» **Problems to work on**
1/ Answer these from the text on the lab's first papers, one line each:
(a) What years did the author's first year at UCSD span?
(b) What kind of tool is DS.js, according to its abstract?
(c) What does Omnicode constantly visualize?
2/ Please translate this sentence from the text on the lab's first papers into Spanish: "DS.js transforms any existing webpage into a live programming environment for data science."
## begin Extract
I spent my first year at UCSD (2016–2017) ramping up my new lab as quickly as possible and starting to submit papers. This “quick-start” strategy ended up working really well since we got four papers published with this new crew just in this first year. (Aside from the inherent value of publications, these early successes got my new batch of students pumped and energized, which I feel is critical for building up morale and momentum in the coming years.) Here are our first four papers:

DS.js: Turn Any Webpage into an Example-Centric Live Programming Environment for Learning Data Science. Xiong Zhang and Philip J. Guo. ACM Symposium on User Interface Software and Technology (UIST), 2017.
DS.js transforms any existing webpage into a live programming environment for data science.
Data science courses and tutorials have grown popular in recent years, yet they are still taught using production-grade programming tools (e.g., R, MATLAB, and Python IDEs) within desktop computing environments. Although powerful, these tools present high barriers to entry for novices, forcing them to grapple with the extrinsic complexities of software installation and configuration, data file management, data parsing, and Unix-like command-line interfaces. To lower the barrier for novices to get started with learning data science, we created DS.js, a bookmarklet that embeds a data science programming environment directly into any existing webpage. By transforming any webpage into an example-centric IDE, DS.js eliminates the aforementioned complexities of desktop-based environments and turns the entire web into a rich substrate for learning data science. DS.js automatically parses HTML tables and CSV/TSV data sets on the target webpage, attaches code editors to each data set, provides a data table manipulation and visualization API designed for novices, and gives instructional scaffolding in the form of bidirectional previews of how the user's code and data relate.
@inproceedings{ZhangUIST2017,
 author = {Zhang, Xiong and Guo, Philip J.},
 title = {{DS.js}: Turn Any Webpage into an Example-Centric Live Programming Environment for Learning Data Science},
 booktitle = {Proceedings of the 28th Annual ACM Symposium on User Interface Software and Technology},
 series = {UIST '17},
 year = {2017},
 publisher = {ACM},
 address = {New York, NY, USA},
}
Omnicode: A Novice-Oriented Live Programming Environment with Always-On Run-Time Value Visualizations. Hyeonsu Kang and Philip J. Guo. ACM Symposium on User Interface Software and Technology (UIST), 2017.
Omnicode constantly visualizes the full history of all numeric values in your code as you're coding.
## end Extract
## begin Stored records
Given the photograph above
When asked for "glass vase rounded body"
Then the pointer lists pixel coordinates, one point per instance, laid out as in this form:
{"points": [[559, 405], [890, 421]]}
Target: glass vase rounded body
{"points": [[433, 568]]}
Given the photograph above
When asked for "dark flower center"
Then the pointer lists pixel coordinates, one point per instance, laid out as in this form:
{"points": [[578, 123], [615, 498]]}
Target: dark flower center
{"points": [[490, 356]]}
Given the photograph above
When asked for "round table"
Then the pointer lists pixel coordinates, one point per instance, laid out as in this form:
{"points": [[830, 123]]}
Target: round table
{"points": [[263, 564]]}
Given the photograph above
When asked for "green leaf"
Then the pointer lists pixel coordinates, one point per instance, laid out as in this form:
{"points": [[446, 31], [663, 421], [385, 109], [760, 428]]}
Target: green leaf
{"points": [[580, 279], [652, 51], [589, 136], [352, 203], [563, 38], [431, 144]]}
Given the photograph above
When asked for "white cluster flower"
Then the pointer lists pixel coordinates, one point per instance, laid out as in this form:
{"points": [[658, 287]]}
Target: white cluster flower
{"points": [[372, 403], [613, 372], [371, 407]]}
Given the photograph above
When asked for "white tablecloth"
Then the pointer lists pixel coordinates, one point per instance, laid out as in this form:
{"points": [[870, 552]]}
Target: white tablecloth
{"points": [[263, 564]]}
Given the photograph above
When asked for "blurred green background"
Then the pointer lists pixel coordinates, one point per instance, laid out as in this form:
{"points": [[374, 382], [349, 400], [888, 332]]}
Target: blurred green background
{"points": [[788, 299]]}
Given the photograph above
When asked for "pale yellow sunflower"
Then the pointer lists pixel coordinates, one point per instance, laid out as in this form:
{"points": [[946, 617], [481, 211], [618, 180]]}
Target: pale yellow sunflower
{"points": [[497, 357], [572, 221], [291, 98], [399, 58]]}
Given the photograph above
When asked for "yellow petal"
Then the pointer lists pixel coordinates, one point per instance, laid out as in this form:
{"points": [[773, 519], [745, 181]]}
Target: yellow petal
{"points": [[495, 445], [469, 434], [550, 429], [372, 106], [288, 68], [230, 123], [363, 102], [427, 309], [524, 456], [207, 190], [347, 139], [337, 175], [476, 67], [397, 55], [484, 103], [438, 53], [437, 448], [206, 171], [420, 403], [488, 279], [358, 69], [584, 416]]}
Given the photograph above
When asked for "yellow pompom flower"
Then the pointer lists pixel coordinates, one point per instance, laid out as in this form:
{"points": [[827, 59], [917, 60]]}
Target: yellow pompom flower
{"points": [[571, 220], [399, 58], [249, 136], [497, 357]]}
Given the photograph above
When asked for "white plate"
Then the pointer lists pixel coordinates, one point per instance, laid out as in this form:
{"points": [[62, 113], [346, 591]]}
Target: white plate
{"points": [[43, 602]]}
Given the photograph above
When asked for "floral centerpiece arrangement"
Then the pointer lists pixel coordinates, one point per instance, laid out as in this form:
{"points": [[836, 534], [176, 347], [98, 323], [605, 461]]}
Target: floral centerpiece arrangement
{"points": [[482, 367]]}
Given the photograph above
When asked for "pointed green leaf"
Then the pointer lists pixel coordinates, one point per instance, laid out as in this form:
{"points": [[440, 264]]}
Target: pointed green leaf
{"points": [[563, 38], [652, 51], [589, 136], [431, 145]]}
## end Stored records
» **Final results**
1/
(a) 2016–2017.
(b) A bookmarklet that embeds a data science programming environment directly into any existing webpage.
(c) The full history of all numeric values in your code as you're coding.

2/ DS.js transforma cualquier página web existente en un entorno de programación en vivo para la ciencia de datos.